Input data START
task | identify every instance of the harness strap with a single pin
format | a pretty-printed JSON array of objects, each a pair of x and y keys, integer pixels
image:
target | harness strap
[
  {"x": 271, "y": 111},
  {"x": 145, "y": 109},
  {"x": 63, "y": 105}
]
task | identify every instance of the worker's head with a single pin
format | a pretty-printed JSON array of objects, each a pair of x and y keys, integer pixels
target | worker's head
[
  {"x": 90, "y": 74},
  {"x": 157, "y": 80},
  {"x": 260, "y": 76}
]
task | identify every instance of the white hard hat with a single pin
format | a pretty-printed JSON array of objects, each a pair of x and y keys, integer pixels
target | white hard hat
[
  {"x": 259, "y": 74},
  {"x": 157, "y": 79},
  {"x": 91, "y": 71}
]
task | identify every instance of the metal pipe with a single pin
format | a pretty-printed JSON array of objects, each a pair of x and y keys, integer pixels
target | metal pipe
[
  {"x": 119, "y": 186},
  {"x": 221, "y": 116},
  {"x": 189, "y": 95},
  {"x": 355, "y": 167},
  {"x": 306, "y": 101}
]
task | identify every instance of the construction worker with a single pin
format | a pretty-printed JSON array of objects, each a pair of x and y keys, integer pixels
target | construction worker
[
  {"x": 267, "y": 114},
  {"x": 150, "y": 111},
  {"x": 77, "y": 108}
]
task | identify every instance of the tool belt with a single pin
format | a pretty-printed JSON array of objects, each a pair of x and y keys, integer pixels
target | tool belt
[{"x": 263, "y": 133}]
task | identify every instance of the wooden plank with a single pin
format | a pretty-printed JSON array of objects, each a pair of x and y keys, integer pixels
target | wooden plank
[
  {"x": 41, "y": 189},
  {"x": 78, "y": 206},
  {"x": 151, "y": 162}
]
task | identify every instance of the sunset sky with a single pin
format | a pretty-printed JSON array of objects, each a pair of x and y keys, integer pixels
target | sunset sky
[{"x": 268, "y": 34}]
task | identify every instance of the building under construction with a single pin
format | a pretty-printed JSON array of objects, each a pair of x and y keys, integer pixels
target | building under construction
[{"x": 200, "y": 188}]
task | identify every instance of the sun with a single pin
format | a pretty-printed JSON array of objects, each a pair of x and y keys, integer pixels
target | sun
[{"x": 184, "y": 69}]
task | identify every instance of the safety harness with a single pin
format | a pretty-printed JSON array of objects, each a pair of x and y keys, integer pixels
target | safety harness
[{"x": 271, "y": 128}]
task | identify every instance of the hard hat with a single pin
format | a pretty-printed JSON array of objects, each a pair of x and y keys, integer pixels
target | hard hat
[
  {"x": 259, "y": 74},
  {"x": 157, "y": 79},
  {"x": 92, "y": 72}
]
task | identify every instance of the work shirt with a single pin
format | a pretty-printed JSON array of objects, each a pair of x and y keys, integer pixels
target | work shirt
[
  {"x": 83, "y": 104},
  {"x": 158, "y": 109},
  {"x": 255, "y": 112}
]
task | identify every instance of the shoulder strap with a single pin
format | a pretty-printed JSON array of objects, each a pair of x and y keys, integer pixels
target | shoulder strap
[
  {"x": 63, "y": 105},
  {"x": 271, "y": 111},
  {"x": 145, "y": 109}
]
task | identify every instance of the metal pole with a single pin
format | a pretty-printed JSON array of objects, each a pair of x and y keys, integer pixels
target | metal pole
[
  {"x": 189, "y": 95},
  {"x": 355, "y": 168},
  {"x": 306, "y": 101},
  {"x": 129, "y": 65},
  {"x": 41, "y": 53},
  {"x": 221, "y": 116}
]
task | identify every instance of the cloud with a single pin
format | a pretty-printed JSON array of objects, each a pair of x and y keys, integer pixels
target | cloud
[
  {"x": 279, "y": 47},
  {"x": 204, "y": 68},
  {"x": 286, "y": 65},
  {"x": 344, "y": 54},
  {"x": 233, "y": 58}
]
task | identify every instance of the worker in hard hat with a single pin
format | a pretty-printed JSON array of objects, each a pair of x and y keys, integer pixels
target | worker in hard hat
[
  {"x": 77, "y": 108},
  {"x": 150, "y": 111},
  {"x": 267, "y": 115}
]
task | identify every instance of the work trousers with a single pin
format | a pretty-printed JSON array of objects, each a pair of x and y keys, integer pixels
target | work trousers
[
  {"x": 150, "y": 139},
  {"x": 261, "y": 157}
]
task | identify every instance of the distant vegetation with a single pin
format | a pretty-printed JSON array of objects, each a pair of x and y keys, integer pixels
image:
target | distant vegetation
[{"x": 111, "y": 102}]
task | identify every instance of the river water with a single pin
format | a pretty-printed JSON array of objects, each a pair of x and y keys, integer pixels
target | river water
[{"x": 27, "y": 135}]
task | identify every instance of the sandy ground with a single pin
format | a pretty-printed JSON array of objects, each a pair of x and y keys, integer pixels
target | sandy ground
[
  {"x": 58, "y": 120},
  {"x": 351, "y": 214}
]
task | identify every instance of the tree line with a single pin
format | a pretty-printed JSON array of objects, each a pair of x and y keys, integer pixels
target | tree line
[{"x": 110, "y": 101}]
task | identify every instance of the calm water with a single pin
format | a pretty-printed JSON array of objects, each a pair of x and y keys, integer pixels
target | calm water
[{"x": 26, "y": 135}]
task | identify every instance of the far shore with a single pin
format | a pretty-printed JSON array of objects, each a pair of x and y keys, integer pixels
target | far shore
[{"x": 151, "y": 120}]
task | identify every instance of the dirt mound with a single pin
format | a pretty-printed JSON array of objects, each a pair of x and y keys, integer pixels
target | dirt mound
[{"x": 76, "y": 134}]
Input data END
Nothing but the complete listing, repeated exactly, belongs in the answer.

task | identify every instance of the harness strap with a single pin
format | a pretty-printed JSON array of objects, each a pair of x and y keys, integer pixels
image:
target | harness strap
[
  {"x": 271, "y": 111},
  {"x": 145, "y": 109},
  {"x": 63, "y": 105}
]
task | identify every instance of the worker's head with a single pin
format | a pretty-printed JSON array of objects, each a pair of x and y keys, integer pixels
target | worker's head
[
  {"x": 90, "y": 74},
  {"x": 157, "y": 80},
  {"x": 260, "y": 76}
]
task | identify every instance of the white hard hat with a single pin
format | a pretty-printed JSON array of objects, each a pair of x and y keys, integer pixels
target | white hard hat
[
  {"x": 259, "y": 74},
  {"x": 157, "y": 79},
  {"x": 91, "y": 71}
]
task | identify every instance of the metal pipe with a single pin
format | a pretty-printed JSON array of objects, each a pair of x and y keys, integer pixels
target | metal pipe
[
  {"x": 119, "y": 186},
  {"x": 221, "y": 116},
  {"x": 189, "y": 95},
  {"x": 355, "y": 167},
  {"x": 306, "y": 101}
]
task | identify every instance of the construction worker with a single pin
format | a pretty-printed JSON array of objects, each a pair of x and y keys, integer pixels
target | construction worker
[
  {"x": 267, "y": 114},
  {"x": 150, "y": 111},
  {"x": 77, "y": 108}
]
task | identify every instance of the tool belt with a single pin
format | a pretty-printed JSON array of objects, each a pair of x and y keys, integer pixels
target | tool belt
[{"x": 263, "y": 133}]
task | identify every instance of the wooden plank with a single pin
format | a pretty-printed JSON array of objects, each a pair of x and y keys, integer pixels
target | wooden plank
[
  {"x": 41, "y": 189},
  {"x": 78, "y": 206},
  {"x": 151, "y": 162}
]
task | identify every instance of the sunset sky with a single pin
format | a pretty-printed JSON array of objects, each a pair of x and y keys, integer pixels
target | sunset sky
[{"x": 268, "y": 34}]
task | identify every instance of the building under construction with a single pin
format | a pretty-printed JSON array of objects, each a pair of x and y keys, integer pixels
target | building under construction
[{"x": 200, "y": 188}]
task | identify every instance of the sun with a single pin
format | a pretty-printed JSON array of objects, each a pair of x and y keys, integer pixels
target | sun
[{"x": 184, "y": 69}]
task | identify every instance of the safety harness with a single pin
format | a pretty-printed JSON array of objects, each a pair of x and y keys, integer pixels
target | safety harness
[{"x": 271, "y": 128}]
task | identify every instance of the hard hat with a single pin
format | a pretty-printed JSON array of objects, each a pair of x and y keys, integer pixels
target | hard hat
[
  {"x": 259, "y": 74},
  {"x": 157, "y": 79},
  {"x": 92, "y": 72}
]
task | identify every instance of the work shirt with a single pin
format | a pretty-printed JSON array of objects, each a pair of x and y keys, integer pixels
target | work shirt
[
  {"x": 83, "y": 104},
  {"x": 158, "y": 109},
  {"x": 255, "y": 112}
]
task | identify every instance of the shoulder strap with a single pin
format | a pretty-printed JSON array of objects, each a pair of x and y keys, integer pixels
target | shoulder strap
[
  {"x": 63, "y": 105},
  {"x": 271, "y": 111},
  {"x": 145, "y": 109}
]
task | identify every instance of the metal pole with a single pin
format | a pretty-printed JSON array of objects, each a pair of x and y keys, integer pixels
target | metal pole
[
  {"x": 189, "y": 95},
  {"x": 355, "y": 168},
  {"x": 306, "y": 101},
  {"x": 129, "y": 65},
  {"x": 41, "y": 53},
  {"x": 221, "y": 116}
]
task | identify every instance of the cloud with a single pin
format | a pretty-printed JSON array of objects, each a pair of x and y keys, integer pixels
target | cloud
[
  {"x": 279, "y": 47},
  {"x": 204, "y": 68},
  {"x": 286, "y": 65},
  {"x": 344, "y": 54},
  {"x": 233, "y": 58}
]
task | identify every instance of the worker in hard hat with a single pin
format | a pretty-printed JSON array of objects, each a pair of x and y keys, integer pixels
target | worker in hard hat
[
  {"x": 77, "y": 108},
  {"x": 150, "y": 111},
  {"x": 267, "y": 115}
]
task | identify every instance of the work trousers with a single pin
format | a pretty-printed JSON array of objects, each a pair of x and y keys, integer pixels
target | work trousers
[
  {"x": 150, "y": 139},
  {"x": 261, "y": 157}
]
task | identify every instance of the distant vegetation with a single pin
format | a pretty-printed JSON array of objects, each a pair of x and y keys, integer pixels
image:
target | distant vegetation
[{"x": 111, "y": 102}]
task | identify every instance of the river water with a single pin
format | a pretty-printed JSON array of objects, each a pair of x and y keys, integer pixels
target | river water
[{"x": 27, "y": 135}]
task | identify every instance of the sandy ground with a single pin
format | a pretty-printed JSON array of objects, each a pair of x and y keys, integer pixels
target | sandy ground
[
  {"x": 58, "y": 120},
  {"x": 351, "y": 214}
]
task | identify every instance of the tree line with a single pin
format | a pretty-printed JSON array of objects, each a pair of x and y keys, integer pixels
target | tree line
[{"x": 110, "y": 101}]
task | identify every instance of the calm water with a single pin
format | a pretty-printed JSON array of objects, each a pair of x and y keys, integer pixels
target | calm water
[{"x": 26, "y": 135}]
task | identify every instance of the far shore with a single pin
format | a pretty-printed JSON array of objects, each a pair of x and y keys, integer pixels
target | far shore
[{"x": 151, "y": 120}]
task | identify every instance of the dirt mound with a single pin
format | a pretty-printed JSON array of objects, each a pair of x and y keys, integer pixels
target | dirt mound
[{"x": 76, "y": 134}]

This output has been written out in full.